→ Text
==============================
This weekend we traveled to Washington DC to help our daughter, Katie, relocate for a new job. Saturday morning we boarded the Metro for the quick trip over the Potomac to the capital. When I realized that the timing of her move would put us in DC just a few days before the election, I have to admit, I was more than a little nervous, given the division tearing our country and people apart with increasing vitriol.
The last time we were here was the spring of 2017, and I remember the crush of people walking the National Mall, the pathways between monuments and memorials littered with blossoms from the endless rows of cherry trees. In spite of the unseasonably hot weather, which always makes me cranky, I was struck by the beauty and relentless hope on display. In the midst of memorials and museums lamenting the suffering woven throughout our nation’s history due to multiple wars and the systematic oppression of whole people groups on the basis of skin color or gender, the resilience and courage of ordinary people was the common thread running through all that we saw that day.
==============================
→ Explore the material
1. According to the Washington DC passage, when did the writer last visit the city?
2. Rename "Katie" as "Emily" in the Washington DC passage, and write out the text between "This weekend we" and "with increasing vitriol.", inclusive.
3. Go on with the Washington DC passage from the point where it stops.
The entries have no connection to the Washington DC passage.

→ Available data
==============================
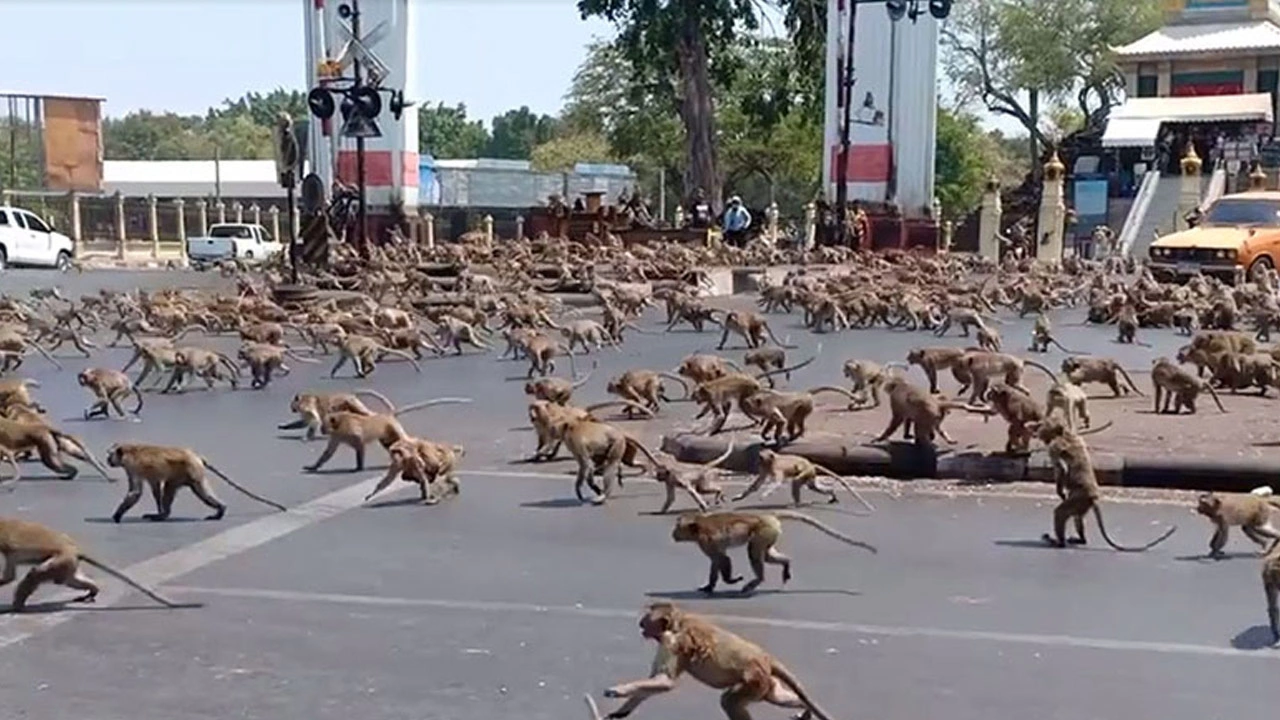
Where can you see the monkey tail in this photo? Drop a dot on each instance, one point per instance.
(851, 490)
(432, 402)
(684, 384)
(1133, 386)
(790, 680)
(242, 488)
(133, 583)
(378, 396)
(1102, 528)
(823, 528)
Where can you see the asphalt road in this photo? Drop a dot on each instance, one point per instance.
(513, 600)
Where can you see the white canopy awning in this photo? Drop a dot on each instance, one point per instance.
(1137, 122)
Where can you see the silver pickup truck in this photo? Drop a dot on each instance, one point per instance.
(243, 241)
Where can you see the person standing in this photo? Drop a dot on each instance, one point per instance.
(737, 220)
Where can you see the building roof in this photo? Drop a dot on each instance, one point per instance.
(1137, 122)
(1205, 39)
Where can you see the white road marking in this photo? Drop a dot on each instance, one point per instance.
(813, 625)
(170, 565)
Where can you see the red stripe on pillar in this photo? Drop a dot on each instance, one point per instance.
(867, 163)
==============================
→ Solved tasks
1. In the spring of 2017.

2.
This weekend we traveled to Washington DC to help our daughter, Emily, relocate for a new job. Saturday morning we boarded the Metro for the quick trip over the Potomac to the capital. When I realized that the timing of her move would put us in DC just a few days before the election, I have to admit, I was more than a little nervous, given the division tearing our country and people apart with increasing vitriol.

3.
Saturday’s visit was much different. Emerging into the bright sunlight from the underground Metro station, the first thing I noticed was how quiet it was, eerily quiet. As we walked towards the White House, almost everyone we passed on the street was also wearing a mask – not just in businesses where it was required for entry, but even on the streets. I note the difference from scenes in my hometown where people angrily proclaim to grocery store greeters that masks are an assault on their personal liberty. Reports in the past few days of record breaking new case numbers are a sobering reminder that COVID is still a real threat, and likely played a huge role in the lack of weekend visitors to our nation’s capital. However, I believe something even more dangerous was to blame – FEAR.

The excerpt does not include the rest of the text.